(DIRECTIONS FOR THIS TASK) Set down, without alteration, the lines from the one that contains "indicate: paved road" through the final line of the material below.

(PROVIDED RECORDS)
== == ==
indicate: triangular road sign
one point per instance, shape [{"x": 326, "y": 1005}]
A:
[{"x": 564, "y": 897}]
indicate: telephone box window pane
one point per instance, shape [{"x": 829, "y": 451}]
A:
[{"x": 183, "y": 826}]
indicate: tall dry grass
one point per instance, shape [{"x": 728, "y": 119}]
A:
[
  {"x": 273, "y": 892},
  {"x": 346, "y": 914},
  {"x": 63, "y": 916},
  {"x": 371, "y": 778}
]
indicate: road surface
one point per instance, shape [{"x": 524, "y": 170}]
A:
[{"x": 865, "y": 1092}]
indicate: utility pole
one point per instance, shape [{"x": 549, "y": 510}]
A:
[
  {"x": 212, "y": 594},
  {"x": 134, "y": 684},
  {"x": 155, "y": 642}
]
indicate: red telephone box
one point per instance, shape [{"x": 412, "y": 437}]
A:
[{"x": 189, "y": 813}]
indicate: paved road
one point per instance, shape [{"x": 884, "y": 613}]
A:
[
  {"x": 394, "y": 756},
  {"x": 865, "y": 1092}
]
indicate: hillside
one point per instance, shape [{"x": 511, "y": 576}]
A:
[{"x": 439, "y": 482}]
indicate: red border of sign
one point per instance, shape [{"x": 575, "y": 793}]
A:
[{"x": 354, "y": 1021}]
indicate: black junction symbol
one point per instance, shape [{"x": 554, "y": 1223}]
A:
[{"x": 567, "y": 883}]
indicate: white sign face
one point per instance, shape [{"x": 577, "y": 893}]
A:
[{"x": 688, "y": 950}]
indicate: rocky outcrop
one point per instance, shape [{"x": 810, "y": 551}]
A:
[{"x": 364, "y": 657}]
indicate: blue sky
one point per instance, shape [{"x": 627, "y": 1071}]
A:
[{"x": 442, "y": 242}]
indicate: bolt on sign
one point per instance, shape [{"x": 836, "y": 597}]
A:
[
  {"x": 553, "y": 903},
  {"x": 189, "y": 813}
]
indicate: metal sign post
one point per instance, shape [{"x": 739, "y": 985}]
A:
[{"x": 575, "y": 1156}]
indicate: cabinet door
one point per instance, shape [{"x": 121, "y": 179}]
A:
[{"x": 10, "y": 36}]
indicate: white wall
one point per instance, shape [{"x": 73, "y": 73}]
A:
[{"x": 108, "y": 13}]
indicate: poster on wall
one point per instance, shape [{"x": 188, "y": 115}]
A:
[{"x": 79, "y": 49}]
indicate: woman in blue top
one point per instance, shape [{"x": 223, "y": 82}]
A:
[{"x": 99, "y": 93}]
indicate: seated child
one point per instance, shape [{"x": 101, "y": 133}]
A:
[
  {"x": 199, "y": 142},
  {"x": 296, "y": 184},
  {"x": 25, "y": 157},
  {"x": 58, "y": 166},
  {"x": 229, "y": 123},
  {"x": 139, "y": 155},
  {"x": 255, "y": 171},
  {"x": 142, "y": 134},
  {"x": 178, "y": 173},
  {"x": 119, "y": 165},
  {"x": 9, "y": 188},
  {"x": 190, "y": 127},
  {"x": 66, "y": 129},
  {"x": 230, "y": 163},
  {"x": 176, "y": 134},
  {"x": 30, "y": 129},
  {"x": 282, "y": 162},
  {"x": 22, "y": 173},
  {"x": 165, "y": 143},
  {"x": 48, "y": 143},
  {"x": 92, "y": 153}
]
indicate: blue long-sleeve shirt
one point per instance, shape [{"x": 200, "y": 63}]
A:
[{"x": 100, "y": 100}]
== == ==
(SOLUTION FOR THIS PROBLEM)
indicate: paved road
one point per instance, shape [{"x": 884, "y": 613}]
A:
[
  {"x": 394, "y": 756},
  {"x": 865, "y": 1092}
]
indicate: hillside
one point per instance, shape [{"x": 511, "y": 576}]
A:
[{"x": 439, "y": 482}]
indicate: red border of sign
one point per instance, shape [{"x": 575, "y": 793}]
A:
[{"x": 354, "y": 1021}]
indicate: black junction symbol
one point per instance, shape [{"x": 554, "y": 1223}]
A:
[{"x": 567, "y": 883}]
indicate: white sign face
one point per instance, shape [{"x": 577, "y": 893}]
A:
[{"x": 688, "y": 950}]
indicate: rocky outcrop
one point per instance, shape [{"x": 810, "y": 551}]
A:
[{"x": 364, "y": 657}]
indicate: blue sky
one point per instance, shape [{"x": 627, "y": 1071}]
A:
[{"x": 442, "y": 242}]
indicate: bolt on sign
one point per instance, shape [{"x": 836, "y": 597}]
A:
[
  {"x": 553, "y": 903},
  {"x": 189, "y": 813}
]
indicate: metal sign post
one point per instance, shape [{"x": 739, "y": 985}]
A:
[{"x": 575, "y": 1156}]
indicate: cabinet door
one point per instance, shape [{"x": 121, "y": 179}]
A:
[{"x": 10, "y": 36}]
indicate: white wall
one point per instance, shape [{"x": 73, "y": 73}]
A:
[{"x": 108, "y": 13}]
indicate: poster on wall
one point per instance, shape [{"x": 188, "y": 115}]
A:
[{"x": 79, "y": 49}]
indicate: woman in blue top
one point per instance, shape [{"x": 223, "y": 82}]
A:
[{"x": 99, "y": 93}]
indicate: seated child
one point per instance, shape [{"x": 101, "y": 133}]
A:
[
  {"x": 199, "y": 142},
  {"x": 296, "y": 184},
  {"x": 25, "y": 157},
  {"x": 58, "y": 166},
  {"x": 229, "y": 123},
  {"x": 139, "y": 155},
  {"x": 255, "y": 171},
  {"x": 142, "y": 134},
  {"x": 178, "y": 173},
  {"x": 119, "y": 165},
  {"x": 9, "y": 188},
  {"x": 190, "y": 127},
  {"x": 66, "y": 129},
  {"x": 230, "y": 163},
  {"x": 176, "y": 134},
  {"x": 30, "y": 129},
  {"x": 282, "y": 162},
  {"x": 22, "y": 173},
  {"x": 165, "y": 143},
  {"x": 48, "y": 143},
  {"x": 92, "y": 153}
]
indicate: blue long-sleeve shirt
one point per instance, shape [{"x": 200, "y": 63}]
A:
[{"x": 100, "y": 100}]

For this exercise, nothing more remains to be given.